:: Written request ::
Format the lines of the listing from the line containing "Identify the tree" to the line containing "left=381, top=1, right=640, bottom=200", inclusive, as a numbered list, omitting any blank lines.

:: Data records ::
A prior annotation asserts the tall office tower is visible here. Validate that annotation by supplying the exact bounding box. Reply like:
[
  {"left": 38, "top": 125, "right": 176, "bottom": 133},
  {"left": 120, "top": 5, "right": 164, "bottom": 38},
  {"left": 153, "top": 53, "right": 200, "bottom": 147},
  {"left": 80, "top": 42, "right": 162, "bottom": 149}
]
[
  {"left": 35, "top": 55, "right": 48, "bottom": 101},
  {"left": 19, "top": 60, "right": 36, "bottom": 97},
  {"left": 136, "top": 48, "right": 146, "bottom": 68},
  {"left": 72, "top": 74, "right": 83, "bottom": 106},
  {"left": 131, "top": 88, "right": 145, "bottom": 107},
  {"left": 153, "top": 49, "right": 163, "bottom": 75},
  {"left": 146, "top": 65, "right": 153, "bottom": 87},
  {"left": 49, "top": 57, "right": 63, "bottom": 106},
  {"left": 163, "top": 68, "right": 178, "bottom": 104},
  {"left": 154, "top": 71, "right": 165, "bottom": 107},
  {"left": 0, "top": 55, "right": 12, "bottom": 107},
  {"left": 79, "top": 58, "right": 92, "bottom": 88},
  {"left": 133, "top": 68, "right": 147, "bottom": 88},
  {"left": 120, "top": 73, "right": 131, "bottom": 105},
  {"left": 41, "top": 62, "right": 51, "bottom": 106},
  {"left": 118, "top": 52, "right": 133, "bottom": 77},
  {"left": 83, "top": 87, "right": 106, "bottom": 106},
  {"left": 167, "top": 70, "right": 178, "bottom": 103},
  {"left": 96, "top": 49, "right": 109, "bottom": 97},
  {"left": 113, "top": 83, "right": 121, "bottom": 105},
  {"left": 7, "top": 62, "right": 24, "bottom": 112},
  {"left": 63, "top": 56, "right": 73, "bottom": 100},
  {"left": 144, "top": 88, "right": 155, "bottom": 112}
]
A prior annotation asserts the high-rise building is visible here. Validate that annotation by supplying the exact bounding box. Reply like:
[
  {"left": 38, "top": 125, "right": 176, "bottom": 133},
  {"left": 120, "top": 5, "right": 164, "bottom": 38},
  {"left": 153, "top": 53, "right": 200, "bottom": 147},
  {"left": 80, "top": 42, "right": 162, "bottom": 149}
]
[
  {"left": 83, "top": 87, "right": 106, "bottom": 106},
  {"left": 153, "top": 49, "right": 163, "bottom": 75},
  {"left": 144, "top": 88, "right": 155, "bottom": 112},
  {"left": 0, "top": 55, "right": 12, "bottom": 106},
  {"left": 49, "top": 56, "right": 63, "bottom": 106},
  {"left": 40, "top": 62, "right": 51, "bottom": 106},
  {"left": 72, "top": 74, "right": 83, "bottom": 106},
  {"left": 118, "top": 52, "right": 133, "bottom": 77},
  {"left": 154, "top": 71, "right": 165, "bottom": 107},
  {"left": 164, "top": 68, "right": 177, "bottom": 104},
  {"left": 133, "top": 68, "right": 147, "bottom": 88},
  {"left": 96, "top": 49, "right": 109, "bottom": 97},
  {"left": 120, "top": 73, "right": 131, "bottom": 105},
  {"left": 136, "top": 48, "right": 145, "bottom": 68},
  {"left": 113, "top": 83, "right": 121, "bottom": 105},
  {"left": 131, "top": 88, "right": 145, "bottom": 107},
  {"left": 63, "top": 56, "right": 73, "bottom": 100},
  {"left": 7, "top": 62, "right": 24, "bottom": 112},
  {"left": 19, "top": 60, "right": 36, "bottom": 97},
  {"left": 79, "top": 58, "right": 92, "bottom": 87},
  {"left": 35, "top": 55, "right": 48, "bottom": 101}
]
* * *
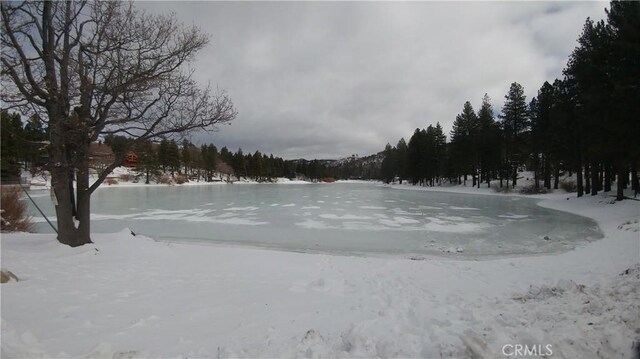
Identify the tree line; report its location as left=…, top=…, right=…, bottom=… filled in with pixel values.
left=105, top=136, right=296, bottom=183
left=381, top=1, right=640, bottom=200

:: Written response ::
1. Identify the tree line; report its location as left=…, top=…, right=…, bottom=… filled in with pixel values.
2. left=105, top=136, right=296, bottom=183
3. left=381, top=1, right=640, bottom=200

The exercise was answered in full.